PROVIDED RECORDS —
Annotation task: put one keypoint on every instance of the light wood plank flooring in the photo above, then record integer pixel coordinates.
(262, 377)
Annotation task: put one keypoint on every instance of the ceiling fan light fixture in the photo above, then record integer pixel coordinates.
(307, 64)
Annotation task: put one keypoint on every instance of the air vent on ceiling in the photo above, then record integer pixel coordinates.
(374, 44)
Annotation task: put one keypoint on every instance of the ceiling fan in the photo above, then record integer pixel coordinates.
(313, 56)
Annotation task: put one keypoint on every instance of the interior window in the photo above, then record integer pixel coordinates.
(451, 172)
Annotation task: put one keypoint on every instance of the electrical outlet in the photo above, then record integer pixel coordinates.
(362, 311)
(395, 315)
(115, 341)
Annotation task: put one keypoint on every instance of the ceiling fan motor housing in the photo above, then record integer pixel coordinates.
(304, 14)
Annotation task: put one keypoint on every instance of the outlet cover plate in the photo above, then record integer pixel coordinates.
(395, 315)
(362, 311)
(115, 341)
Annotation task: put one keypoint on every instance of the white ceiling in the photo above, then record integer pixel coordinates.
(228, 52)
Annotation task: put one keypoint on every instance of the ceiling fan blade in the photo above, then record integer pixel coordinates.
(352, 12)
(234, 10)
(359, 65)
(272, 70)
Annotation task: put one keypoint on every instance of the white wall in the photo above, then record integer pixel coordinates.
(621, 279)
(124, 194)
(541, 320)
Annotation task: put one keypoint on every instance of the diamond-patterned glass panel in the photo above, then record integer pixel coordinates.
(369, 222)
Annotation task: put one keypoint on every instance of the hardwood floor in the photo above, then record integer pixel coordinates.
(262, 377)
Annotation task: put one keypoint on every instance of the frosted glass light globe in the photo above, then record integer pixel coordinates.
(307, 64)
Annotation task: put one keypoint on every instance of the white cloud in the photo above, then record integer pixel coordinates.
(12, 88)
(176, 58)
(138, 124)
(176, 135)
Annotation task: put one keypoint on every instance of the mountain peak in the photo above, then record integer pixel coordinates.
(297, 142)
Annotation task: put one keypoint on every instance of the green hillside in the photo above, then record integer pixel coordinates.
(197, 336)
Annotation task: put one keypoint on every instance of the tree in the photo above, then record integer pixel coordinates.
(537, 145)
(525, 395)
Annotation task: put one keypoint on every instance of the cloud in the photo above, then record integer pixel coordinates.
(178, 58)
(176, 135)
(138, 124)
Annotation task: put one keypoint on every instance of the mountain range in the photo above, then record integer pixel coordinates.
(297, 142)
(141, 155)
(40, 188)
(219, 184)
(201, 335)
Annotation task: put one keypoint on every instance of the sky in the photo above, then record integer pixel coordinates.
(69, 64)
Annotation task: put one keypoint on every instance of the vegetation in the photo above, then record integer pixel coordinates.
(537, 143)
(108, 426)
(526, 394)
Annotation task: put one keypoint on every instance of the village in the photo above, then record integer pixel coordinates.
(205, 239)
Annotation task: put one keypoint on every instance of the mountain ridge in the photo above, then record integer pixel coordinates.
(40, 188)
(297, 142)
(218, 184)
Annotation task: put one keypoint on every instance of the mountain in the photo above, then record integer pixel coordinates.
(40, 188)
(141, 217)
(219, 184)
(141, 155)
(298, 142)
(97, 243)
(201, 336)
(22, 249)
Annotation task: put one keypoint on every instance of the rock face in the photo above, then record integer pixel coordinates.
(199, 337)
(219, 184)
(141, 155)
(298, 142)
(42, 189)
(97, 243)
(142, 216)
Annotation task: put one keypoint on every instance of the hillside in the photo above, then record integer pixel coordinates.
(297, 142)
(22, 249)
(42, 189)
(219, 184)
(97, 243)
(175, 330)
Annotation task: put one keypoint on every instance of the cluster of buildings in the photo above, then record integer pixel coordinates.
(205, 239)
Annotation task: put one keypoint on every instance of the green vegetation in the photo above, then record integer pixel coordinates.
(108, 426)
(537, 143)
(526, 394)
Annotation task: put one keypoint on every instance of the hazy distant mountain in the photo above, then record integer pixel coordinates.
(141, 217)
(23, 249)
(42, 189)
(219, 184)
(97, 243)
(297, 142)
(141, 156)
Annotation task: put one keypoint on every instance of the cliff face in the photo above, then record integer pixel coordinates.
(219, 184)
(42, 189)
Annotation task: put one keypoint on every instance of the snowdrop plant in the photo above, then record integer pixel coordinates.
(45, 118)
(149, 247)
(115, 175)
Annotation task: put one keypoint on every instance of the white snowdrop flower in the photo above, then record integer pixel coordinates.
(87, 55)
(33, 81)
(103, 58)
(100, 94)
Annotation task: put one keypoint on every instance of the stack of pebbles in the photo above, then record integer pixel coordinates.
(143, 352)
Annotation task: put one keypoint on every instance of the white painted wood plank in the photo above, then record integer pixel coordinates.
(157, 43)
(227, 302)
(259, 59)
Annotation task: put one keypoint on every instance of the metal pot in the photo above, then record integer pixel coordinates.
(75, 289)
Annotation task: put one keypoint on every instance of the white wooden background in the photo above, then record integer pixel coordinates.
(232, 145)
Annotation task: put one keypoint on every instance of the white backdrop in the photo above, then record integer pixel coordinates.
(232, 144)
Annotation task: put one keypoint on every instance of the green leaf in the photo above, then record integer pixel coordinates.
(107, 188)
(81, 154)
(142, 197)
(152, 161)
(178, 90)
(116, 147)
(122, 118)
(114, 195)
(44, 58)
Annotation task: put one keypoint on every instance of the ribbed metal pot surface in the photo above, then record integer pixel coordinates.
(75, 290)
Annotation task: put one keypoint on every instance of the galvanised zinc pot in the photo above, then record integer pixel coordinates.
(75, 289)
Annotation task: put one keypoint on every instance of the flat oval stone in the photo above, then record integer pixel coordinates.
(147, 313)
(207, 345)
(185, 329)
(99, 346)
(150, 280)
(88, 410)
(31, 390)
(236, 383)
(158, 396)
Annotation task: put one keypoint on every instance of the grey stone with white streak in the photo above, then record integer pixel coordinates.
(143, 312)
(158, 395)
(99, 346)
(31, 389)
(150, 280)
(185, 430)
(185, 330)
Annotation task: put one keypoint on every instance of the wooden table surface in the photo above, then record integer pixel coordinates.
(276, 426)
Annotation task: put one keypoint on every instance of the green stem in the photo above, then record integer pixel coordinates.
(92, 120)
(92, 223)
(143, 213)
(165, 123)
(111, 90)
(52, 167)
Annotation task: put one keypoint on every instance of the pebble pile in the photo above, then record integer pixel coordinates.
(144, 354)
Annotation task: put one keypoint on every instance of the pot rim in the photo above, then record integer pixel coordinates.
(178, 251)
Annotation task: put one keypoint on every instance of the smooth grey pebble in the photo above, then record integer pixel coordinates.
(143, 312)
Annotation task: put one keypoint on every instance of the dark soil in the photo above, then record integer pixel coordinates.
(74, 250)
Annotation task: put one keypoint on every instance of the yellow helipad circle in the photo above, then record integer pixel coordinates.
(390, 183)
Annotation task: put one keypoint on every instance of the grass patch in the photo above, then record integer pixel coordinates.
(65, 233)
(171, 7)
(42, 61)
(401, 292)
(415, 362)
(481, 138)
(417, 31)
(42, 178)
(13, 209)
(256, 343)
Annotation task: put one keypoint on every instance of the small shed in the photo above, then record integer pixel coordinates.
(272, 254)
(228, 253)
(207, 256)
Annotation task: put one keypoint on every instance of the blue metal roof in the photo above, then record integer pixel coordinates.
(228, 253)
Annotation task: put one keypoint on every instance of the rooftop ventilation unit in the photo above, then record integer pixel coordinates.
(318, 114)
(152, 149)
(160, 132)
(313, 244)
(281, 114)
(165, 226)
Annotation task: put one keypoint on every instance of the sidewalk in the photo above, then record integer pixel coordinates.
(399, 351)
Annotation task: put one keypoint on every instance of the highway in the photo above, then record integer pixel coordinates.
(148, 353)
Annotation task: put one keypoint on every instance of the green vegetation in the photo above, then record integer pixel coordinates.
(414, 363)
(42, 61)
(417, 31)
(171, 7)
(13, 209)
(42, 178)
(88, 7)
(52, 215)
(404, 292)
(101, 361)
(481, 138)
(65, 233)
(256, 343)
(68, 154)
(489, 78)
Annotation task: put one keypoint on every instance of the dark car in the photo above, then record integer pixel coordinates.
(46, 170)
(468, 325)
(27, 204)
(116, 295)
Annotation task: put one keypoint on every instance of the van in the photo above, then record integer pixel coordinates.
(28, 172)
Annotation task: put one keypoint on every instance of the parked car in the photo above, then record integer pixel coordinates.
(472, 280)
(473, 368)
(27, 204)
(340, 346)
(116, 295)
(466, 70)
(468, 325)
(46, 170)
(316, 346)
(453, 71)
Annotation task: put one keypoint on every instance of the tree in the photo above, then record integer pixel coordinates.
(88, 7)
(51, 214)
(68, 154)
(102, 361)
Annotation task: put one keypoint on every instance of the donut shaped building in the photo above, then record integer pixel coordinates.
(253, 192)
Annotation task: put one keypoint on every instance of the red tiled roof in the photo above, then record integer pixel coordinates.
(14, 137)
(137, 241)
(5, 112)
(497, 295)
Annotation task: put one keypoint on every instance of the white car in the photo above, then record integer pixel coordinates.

PROBLEM TO WORK ON — Exactly repeat the lines from the line that contains "Annotation task: put one keypoint on every instance of the donut" to the end of the entries, both included, and leave out all other lines.

PROBLEM SOLUTION —
Annotation task: put one keypoint on every instance of the donut shaped building in the photo above, then record integer pixel coordinates.
(253, 192)
Annotation task: put one keypoint on every instance of the red tiled roof in the photo above, then record integer pixel coordinates.
(14, 137)
(137, 241)
(5, 112)
(497, 295)
Annotation task: put one keypoint on every instance of the white car in the photo above, then record integer pixel coordinates.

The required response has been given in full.